=== Text section ===
>> Begin

U.S. 2026 National Trade Estimate finds Canada is not effectively preventing imports made with forced labour, and the U.S. has launched Section 301 probes covering 60 countries that could trigger tariffs up to 25%. Canada amended the Customs Tariff Act in 2020 and implemented the Fighting Against Forced Labour and Child Labour in Supply Chains Act (effective 2024), but CBSA has only blocked two shipments since 2021 (textiles in 2024 and frozen seafood in 2025). Outcome risk: heightened probability of punitive tariffs and increased trade frictions that could raise costs and disrupt supply chains for affected Canadian exporters and trading partners.

>> End

=== Exercise instructions ===
Write a continuation of the text on Canada's forced-labour import controls, picking up after its last sentence. The rows that come next have no connection to the text on forced-labour trade rules.

=== Supplied material ===
>> Begin

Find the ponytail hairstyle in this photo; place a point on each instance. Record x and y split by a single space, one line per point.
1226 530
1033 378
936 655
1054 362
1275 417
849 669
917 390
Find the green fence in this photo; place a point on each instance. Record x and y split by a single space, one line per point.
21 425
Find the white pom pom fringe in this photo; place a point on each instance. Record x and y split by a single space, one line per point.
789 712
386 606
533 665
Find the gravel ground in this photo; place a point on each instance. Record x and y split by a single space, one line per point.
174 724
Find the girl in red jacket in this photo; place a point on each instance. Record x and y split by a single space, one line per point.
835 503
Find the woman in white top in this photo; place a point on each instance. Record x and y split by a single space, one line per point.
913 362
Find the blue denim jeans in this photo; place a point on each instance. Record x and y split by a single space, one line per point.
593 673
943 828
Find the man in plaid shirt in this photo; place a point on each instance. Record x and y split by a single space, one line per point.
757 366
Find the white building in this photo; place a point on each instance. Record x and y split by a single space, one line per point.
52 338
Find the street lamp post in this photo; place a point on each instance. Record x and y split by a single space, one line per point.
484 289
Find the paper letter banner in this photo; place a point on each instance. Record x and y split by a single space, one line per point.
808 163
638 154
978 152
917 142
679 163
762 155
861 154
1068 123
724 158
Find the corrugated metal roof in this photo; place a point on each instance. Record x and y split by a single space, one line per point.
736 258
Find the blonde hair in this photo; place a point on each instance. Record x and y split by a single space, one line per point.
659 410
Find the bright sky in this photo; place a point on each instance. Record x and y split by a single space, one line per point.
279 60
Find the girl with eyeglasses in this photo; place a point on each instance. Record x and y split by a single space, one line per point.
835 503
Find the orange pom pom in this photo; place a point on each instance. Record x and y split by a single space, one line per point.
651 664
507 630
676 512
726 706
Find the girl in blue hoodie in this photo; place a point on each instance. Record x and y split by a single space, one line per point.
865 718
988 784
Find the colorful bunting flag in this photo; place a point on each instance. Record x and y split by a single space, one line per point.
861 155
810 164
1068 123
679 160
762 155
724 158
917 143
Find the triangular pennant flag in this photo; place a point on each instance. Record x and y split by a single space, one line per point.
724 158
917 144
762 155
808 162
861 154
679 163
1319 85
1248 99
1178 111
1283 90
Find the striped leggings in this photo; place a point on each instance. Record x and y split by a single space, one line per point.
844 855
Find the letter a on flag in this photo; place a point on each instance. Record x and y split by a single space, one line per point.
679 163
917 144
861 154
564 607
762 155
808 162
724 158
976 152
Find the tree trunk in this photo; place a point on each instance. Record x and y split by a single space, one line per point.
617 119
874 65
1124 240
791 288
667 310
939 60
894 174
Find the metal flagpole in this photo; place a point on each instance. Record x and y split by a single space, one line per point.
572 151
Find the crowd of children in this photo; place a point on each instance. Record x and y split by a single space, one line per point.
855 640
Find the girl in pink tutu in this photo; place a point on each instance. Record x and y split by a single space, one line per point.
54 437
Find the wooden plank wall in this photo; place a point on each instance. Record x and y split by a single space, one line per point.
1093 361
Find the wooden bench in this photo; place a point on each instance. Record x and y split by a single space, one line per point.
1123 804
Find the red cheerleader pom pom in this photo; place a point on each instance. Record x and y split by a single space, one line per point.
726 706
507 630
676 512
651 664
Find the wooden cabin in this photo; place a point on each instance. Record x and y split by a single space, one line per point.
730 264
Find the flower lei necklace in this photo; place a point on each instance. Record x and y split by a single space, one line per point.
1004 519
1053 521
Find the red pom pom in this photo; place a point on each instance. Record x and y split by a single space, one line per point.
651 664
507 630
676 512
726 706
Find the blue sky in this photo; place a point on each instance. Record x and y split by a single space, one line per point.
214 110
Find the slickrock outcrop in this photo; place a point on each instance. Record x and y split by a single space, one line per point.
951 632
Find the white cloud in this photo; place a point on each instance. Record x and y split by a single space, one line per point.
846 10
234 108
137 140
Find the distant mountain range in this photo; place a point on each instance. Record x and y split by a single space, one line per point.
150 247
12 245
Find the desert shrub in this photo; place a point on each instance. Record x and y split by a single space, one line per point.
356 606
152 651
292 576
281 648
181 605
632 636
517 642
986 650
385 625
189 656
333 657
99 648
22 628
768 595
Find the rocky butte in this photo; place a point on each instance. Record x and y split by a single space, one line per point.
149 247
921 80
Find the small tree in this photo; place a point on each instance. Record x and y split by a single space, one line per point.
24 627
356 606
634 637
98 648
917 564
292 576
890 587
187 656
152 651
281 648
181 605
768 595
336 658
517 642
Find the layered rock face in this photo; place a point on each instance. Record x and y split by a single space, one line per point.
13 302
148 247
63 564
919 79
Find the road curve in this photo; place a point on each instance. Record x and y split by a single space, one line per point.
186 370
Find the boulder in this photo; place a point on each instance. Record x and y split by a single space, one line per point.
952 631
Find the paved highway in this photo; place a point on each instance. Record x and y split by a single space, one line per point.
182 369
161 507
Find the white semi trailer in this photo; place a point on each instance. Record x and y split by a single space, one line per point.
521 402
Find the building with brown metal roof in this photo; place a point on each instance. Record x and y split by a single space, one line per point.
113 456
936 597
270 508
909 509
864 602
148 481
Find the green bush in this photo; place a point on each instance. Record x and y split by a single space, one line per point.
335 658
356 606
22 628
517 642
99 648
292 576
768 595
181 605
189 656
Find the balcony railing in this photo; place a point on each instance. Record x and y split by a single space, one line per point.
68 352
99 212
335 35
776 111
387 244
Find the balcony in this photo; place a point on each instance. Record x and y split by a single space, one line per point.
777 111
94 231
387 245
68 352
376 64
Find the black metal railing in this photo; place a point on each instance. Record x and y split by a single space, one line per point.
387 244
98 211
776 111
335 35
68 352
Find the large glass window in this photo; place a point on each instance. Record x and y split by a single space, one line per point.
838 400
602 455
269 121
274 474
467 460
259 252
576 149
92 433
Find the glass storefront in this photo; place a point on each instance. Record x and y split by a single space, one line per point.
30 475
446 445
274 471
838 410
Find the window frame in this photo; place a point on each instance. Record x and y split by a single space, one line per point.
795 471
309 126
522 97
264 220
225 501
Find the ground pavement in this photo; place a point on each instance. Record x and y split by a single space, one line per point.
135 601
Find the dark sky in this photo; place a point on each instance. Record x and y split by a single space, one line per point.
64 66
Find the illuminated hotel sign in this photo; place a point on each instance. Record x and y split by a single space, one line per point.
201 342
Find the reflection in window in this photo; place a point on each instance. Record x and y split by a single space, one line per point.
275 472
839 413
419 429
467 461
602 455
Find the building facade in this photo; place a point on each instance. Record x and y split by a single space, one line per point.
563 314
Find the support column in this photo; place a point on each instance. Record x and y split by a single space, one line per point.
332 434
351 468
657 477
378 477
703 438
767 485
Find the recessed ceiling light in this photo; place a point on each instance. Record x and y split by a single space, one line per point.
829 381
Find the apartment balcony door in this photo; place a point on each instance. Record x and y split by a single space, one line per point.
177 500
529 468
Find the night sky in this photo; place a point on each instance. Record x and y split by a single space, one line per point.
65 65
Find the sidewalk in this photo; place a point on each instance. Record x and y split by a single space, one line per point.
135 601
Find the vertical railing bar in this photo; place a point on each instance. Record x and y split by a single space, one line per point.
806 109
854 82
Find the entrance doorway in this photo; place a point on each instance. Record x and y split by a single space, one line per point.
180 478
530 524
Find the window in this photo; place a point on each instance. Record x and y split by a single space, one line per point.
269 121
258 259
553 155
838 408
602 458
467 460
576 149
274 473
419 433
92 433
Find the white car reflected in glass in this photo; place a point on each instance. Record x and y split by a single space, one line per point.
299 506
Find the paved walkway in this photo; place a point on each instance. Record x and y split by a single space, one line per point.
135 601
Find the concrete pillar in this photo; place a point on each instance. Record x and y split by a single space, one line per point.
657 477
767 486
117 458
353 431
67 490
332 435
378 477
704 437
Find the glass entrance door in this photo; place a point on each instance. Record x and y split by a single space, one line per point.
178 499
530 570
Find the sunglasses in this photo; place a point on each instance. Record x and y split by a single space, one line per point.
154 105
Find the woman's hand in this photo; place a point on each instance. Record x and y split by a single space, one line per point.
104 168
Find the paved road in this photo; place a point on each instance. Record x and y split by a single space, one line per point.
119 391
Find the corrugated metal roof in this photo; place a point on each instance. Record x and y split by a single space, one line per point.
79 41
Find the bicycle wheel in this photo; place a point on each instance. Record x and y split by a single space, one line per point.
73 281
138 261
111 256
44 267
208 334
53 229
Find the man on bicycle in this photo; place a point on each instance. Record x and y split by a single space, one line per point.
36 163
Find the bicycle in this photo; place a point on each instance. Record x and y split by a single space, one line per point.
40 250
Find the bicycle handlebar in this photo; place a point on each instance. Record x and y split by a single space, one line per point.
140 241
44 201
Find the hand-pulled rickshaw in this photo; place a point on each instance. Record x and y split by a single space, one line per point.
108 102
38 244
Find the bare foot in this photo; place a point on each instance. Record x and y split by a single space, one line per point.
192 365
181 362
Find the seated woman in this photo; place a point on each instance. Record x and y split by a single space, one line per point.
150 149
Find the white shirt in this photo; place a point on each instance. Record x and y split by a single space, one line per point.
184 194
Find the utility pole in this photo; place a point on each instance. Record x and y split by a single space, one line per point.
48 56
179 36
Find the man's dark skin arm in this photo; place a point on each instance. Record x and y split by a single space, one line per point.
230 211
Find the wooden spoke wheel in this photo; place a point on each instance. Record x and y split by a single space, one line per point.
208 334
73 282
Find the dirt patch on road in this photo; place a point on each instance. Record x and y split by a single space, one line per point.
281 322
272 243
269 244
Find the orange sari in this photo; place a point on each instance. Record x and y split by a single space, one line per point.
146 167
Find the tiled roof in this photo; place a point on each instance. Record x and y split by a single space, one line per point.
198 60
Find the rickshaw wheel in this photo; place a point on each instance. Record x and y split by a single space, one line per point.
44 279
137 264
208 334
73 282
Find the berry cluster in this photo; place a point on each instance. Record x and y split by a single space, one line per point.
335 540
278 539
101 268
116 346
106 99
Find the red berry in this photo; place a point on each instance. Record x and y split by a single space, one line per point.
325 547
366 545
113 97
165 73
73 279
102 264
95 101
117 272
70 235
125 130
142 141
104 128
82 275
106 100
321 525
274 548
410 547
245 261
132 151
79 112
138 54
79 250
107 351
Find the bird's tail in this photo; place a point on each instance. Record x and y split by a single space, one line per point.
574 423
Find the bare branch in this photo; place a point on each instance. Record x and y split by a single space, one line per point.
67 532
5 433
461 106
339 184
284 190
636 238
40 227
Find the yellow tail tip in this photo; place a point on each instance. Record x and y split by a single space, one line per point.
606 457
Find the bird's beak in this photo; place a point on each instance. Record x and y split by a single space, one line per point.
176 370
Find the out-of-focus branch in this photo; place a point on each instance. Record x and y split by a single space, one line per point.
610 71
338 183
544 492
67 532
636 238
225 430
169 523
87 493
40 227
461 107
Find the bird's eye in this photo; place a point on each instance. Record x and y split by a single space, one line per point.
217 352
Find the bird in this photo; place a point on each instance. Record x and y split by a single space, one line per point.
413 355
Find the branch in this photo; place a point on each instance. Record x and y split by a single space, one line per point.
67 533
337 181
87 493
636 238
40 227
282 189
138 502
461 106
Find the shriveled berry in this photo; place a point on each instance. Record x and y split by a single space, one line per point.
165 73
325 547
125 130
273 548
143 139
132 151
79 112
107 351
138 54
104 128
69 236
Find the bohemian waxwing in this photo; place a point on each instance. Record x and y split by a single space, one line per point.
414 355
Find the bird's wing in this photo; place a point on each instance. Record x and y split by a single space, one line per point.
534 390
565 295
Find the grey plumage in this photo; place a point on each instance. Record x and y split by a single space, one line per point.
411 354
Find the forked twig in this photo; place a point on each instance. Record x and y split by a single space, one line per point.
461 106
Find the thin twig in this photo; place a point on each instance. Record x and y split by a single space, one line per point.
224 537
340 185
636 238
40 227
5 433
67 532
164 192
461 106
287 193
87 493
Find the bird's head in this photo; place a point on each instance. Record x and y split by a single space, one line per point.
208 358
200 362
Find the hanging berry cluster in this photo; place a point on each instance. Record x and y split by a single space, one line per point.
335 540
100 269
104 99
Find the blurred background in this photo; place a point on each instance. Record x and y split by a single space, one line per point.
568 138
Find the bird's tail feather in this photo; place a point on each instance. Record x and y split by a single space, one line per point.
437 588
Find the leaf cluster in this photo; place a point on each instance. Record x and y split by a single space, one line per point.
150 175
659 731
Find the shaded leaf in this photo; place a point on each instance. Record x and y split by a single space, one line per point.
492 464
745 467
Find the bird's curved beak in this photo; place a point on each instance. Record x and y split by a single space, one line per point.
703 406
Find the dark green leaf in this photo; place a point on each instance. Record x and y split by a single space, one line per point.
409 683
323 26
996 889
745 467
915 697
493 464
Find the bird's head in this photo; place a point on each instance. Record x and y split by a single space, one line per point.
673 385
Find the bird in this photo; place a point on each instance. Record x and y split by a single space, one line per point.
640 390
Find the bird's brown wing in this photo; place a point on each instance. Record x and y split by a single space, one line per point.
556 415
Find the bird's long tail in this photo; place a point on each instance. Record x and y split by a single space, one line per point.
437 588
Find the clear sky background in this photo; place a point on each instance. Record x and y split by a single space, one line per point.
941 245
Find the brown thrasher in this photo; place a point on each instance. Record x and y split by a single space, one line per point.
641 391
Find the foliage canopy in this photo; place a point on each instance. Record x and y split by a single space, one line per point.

>> End

=== Final result ===
Analysis

This is primarily a policy-implementation shock that raises a non-linear tariff tail risk for an export-dependent equity pool and the Canadian dollar. If enforcement is perceived as weak, markets will price in probability of punitive measures rather than wait for final determinations — that compresses CAD and forces a risk-premium on TSX-listed exporters; a plausible near-term move is 3–6% CAD weakening on a credible escalation pathway. Second-order winners are service providers that sit between importers and regulators: customs consultants, 3PLs, compliance software vendors and US/Mexico manufacturers that can absorb displaced order volumes. Procurement cycles mean buyers can re-source material inputs in 3–6 months for simple goods (textiles, seafood processing) and 6–18 months for capital- or certification-intensive suppliers, concentrating near-term revenue uplift to logistics and compliance firms rather than commodity miners. Catalysts to watch are measurable and binary: published enforcement actions and prosecutions, formal tariff determinations, and bilateral remediation commitments — any of which moves market odds sharply. The reversal path is clear and relatively quick: a demonstrable enforcement cadence (e.g., a sustained monthly rise in seizures/demonstrations of compliance or a published audit program with outcomes within 90–180 days) would knock down tariff probabilities and re-rate Canada assets back toward fundamentals.